Data to use:
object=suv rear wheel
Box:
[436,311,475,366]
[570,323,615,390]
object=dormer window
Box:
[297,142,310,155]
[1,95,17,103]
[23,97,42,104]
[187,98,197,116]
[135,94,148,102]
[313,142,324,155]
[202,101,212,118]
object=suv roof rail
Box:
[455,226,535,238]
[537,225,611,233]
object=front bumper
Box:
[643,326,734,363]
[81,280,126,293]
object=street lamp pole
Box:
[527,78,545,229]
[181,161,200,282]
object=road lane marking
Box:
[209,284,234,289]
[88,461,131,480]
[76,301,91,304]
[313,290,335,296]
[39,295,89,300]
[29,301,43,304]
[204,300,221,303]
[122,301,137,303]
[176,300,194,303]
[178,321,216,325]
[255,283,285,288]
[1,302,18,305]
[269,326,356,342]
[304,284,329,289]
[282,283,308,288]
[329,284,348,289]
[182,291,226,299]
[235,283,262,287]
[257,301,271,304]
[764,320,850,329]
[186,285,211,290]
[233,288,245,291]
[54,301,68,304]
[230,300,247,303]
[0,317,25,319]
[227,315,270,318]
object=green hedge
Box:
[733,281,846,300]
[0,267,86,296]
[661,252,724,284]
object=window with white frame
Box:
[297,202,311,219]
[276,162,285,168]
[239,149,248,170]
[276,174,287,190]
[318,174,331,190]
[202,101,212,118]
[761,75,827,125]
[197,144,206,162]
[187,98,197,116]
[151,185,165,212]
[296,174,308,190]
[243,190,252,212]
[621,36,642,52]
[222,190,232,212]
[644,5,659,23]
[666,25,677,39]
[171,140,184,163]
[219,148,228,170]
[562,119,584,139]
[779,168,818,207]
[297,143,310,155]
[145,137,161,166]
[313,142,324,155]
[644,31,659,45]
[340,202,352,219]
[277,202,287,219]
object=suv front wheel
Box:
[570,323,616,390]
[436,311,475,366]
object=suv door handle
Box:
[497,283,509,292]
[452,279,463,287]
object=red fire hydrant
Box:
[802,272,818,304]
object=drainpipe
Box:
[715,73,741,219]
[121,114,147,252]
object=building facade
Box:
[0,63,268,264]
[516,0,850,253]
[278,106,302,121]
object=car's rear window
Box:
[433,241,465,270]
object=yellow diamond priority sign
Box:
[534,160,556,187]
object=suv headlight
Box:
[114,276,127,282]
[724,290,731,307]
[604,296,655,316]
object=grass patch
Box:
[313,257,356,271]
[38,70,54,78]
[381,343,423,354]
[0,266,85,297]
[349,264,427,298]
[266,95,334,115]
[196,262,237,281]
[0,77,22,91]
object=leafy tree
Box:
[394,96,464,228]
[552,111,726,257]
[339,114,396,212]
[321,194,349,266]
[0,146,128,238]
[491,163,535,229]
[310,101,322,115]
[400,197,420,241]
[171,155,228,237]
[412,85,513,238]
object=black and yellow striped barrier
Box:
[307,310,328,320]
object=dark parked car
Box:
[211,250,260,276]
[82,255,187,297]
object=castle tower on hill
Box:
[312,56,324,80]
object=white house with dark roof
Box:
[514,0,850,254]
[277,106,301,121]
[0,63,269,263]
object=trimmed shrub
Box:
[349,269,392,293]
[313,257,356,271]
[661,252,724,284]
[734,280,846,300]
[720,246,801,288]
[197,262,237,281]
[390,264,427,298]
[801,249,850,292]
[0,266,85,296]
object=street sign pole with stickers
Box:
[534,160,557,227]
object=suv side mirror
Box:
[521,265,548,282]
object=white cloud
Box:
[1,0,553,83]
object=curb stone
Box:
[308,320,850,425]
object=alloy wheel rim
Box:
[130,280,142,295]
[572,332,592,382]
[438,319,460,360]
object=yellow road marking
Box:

What you have to do:
Within the material above, how many lines contain "rear"? Only the number should be given.

Answer to the exercise:
2